__Short task__:
Pull out every line in the records that contains the word "person".

__Dataset entries__:
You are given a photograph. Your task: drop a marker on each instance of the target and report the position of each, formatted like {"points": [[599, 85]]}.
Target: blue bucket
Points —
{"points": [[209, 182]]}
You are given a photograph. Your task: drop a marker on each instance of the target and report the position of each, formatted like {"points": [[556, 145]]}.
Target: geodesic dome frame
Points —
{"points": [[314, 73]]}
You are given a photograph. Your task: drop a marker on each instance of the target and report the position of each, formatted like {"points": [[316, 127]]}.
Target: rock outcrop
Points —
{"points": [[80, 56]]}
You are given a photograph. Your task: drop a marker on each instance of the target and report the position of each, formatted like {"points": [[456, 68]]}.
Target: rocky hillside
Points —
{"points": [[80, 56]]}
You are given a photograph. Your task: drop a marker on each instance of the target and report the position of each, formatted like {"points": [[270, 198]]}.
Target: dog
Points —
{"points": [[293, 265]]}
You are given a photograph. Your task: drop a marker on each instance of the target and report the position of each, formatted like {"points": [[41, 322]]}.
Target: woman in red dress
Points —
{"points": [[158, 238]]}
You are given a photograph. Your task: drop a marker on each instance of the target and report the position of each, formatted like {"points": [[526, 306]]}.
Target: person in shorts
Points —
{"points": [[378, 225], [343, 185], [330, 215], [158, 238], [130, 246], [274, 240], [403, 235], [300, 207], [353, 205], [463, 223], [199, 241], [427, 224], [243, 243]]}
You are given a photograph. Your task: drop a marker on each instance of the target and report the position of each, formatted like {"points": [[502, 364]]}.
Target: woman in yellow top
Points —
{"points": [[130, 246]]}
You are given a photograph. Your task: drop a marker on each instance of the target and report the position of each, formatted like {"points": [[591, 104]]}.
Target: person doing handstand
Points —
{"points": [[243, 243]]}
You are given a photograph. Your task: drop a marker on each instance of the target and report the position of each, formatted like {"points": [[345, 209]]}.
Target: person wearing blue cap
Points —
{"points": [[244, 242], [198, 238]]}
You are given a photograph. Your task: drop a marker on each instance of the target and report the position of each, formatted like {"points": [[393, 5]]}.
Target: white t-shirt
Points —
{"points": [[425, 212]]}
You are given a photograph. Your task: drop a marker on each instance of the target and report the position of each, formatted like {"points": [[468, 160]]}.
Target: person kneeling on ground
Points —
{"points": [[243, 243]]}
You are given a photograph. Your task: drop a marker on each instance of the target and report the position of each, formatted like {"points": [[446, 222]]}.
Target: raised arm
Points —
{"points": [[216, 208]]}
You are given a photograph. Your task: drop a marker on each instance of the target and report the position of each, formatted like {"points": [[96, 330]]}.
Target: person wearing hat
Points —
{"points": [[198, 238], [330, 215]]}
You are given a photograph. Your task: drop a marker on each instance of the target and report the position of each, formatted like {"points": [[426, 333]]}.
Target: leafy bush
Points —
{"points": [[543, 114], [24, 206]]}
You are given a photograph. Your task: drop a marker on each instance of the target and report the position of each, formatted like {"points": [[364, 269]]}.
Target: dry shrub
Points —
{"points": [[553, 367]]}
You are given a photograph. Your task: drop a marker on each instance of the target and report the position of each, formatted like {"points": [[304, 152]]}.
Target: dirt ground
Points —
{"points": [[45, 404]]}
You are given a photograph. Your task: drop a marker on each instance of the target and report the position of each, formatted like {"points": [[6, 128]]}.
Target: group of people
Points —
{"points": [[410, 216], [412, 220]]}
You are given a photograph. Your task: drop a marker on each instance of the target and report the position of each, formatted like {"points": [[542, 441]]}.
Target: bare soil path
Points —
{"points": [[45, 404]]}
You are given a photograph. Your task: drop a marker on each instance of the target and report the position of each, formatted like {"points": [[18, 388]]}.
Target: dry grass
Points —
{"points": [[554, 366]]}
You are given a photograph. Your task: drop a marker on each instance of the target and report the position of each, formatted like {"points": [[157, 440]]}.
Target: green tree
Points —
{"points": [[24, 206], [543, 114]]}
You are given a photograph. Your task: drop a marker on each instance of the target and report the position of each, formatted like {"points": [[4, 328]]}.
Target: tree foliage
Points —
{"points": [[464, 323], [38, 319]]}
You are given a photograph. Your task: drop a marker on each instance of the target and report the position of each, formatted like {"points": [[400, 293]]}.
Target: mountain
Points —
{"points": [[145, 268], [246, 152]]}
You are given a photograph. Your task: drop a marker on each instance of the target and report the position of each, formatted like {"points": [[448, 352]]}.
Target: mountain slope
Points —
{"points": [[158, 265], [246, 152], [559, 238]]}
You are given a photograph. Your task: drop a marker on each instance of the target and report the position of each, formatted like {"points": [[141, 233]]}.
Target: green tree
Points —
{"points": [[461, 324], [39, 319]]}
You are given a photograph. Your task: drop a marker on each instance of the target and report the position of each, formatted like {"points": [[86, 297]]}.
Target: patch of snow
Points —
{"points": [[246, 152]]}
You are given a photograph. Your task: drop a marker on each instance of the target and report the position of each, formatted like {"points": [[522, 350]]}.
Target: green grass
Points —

__The result__:
Target: person in shorts
Target: person doing handstand
Target: person wearing blue cap
Target: person kneeling on ground
Target: person wearing hat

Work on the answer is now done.